_Provided records_

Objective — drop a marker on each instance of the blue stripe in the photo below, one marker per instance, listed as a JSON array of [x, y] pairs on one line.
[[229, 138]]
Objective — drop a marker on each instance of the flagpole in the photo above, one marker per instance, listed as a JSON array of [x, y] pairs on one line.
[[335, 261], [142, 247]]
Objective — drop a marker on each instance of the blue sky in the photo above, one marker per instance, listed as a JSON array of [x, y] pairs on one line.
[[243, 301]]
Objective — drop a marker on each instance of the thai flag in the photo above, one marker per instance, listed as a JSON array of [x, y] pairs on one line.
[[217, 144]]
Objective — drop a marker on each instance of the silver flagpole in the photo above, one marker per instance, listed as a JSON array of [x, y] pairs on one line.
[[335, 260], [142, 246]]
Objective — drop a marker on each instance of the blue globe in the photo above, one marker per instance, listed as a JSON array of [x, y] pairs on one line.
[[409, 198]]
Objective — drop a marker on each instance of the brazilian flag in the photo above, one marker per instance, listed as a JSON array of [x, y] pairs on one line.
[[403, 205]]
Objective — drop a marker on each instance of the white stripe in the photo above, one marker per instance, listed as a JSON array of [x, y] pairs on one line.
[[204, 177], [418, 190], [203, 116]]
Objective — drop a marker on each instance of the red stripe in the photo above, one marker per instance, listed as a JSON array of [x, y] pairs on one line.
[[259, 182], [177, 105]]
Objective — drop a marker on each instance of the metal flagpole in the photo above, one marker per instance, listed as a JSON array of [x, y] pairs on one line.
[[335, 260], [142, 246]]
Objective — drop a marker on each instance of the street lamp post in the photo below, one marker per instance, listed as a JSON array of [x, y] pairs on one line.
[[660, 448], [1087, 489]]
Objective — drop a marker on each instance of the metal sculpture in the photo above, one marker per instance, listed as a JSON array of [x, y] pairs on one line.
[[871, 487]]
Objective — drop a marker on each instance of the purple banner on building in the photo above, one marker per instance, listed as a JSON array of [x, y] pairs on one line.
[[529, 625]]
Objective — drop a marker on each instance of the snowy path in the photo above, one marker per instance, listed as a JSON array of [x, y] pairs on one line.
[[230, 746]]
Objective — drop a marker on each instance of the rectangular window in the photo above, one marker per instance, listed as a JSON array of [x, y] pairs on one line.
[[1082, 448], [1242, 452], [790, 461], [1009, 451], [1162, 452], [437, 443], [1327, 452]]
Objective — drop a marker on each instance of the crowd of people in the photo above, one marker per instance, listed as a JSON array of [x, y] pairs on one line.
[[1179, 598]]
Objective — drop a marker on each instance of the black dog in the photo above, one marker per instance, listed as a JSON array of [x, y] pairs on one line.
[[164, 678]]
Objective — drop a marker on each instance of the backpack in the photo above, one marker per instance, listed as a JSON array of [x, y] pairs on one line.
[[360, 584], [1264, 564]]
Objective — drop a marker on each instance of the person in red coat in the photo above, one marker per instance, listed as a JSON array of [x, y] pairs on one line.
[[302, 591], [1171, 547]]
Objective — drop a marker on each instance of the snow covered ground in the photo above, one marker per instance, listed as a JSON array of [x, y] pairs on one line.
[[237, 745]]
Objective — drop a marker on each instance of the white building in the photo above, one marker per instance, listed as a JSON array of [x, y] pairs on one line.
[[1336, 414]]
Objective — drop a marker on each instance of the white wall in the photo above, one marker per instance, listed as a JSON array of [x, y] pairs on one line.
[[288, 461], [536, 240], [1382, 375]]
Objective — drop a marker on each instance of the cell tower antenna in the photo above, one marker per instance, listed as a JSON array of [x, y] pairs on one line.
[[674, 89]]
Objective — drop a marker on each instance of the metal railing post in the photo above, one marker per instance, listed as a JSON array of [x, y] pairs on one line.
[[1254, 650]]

_Your instructions_
Can you retype all of the lines above word for word, changing nothing?

_Finished exercise_
Objective — drop a marker on each instance of the blue stripe in the photo below, one marker per instance, listed as a JSON array of [x, y] pairs on one line.
[[229, 138]]
Objective — drop a marker on each instance of the flagpole in the photo above, one marker per instance, listed as a JSON array of [x, y] pairs on one line.
[[335, 261], [142, 247]]
Objective — drop a marker on each instance of the blue sky in the photo above, one marker per instance, listed as a JSON array of [x, y] pairs on one line.
[[243, 301]]
Objective — drop a marker on each instance of the thai flag in the photo above, one marker per instance, listed as a JSON array of [x, y] pairs on one line.
[[217, 144]]
Objective — drop a marker on each instance of the silver flagpole in the photo above, one marker per instance, listed as a JSON array of [x, y] pairs on one line.
[[335, 260], [142, 246]]
Objective — drop a marker on each instance of the blue globe in the photo above, one marker per instance, listed as a JSON array of [x, y] pairs on one line.
[[409, 198]]
Objective — drop a marker on each instance of the brazilian flag in the photo above, one marker per instance, listed as a JSON array of [x, y] pairs on one line.
[[403, 205]]
Objective — drop a marker on each instance of the white stripe in the photo above, one marker per instance, listed as a JSON array of [x, y] pairs on one line.
[[204, 177], [418, 190], [203, 116]]
Objective — drop a marker on each instance of the red stripe in the photo above, one marker per instance, listed as a JSON array of [x, y] pairs on one line.
[[259, 182], [177, 105]]
Objective — drop a marker on each instance of the metal flagpole in the photo above, one marker per instance, listed as a JSON array of [x, y] pairs on one line.
[[335, 260], [142, 246]]
Objective — drop a marker on each instance of the street lamp post in the photo below, one marker per instance, listed as a JSON array of [x, y] pairs on one line.
[[660, 448], [1087, 489]]
Objective — drop a marker on each instance of the metal sculpture in the photo above, one marker per instance, listed as a JSON array of [x, y] pairs on one line.
[[871, 487]]
Objective — drop a marker on each instance of the purple banner on building in the photo above, one marker per instance, listed as a JSON array of [x, y] pairs on one line.
[[529, 625]]
Objective — drop a marker on each instance of the snowy path in the photo above, one marker per instance, listed as a JSON array of [x, y] pairs on one line.
[[230, 746]]
Objective — drop a marker on each instance of the rectangular window in the photo above, one marker per instance, listed as a JSON array of [x, y] pairs on one line.
[[1082, 448], [1242, 452], [790, 461], [1009, 451], [1162, 452], [437, 443], [1327, 452]]
Objective — drop a marker on each instance of the crowd of people in the photo above, one marker per instance, listed as a JSON array of [x, y] pairs on one line.
[[1179, 598]]
Objective — drop a marker on each instance of the black dog in the photo above, one marker per instance, listed as a JSON array of [x, y] pairs on one line.
[[164, 678]]
Objective — drop a marker on each instance of the backpack in the photo above, one marker per instance, listed as a JSON array of [x, y] pairs on one line.
[[360, 584], [1264, 564]]
Objective — drop a marker on each instance of the person in red coat in the photo above, one marker per instance, listed as a JSON array of [x, y] pairs on one line.
[[302, 591], [1171, 547]]
Objective — drop a marker on each instance of the snow covered ground in the photo above, one marker per instance, listed as a JSON array of [x, y] pairs on one line.
[[237, 745]]
Objective — drop a marker on each instance of the white building in the photo above, one marker per instance, listed as a JSON array of [x, y] pairs on one line.
[[1336, 414]]
Objective — drop a marker on each instance of the white wall in the photo above, one marker per instance, listed as a JSON array of [x, y] pairs on one line.
[[288, 461], [536, 240], [1382, 375]]
Objective — drop a marker on each instance of the cell tower antenna in the photo above, one marker per instance, listed as a JSON array of [x, y] pairs on one line.
[[674, 89]]
Objective — drop a marker on each instance of the metal railing post in the photo above, one marker per instance, listed as a JSON array of [x, y] pairs on one line.
[[1254, 650]]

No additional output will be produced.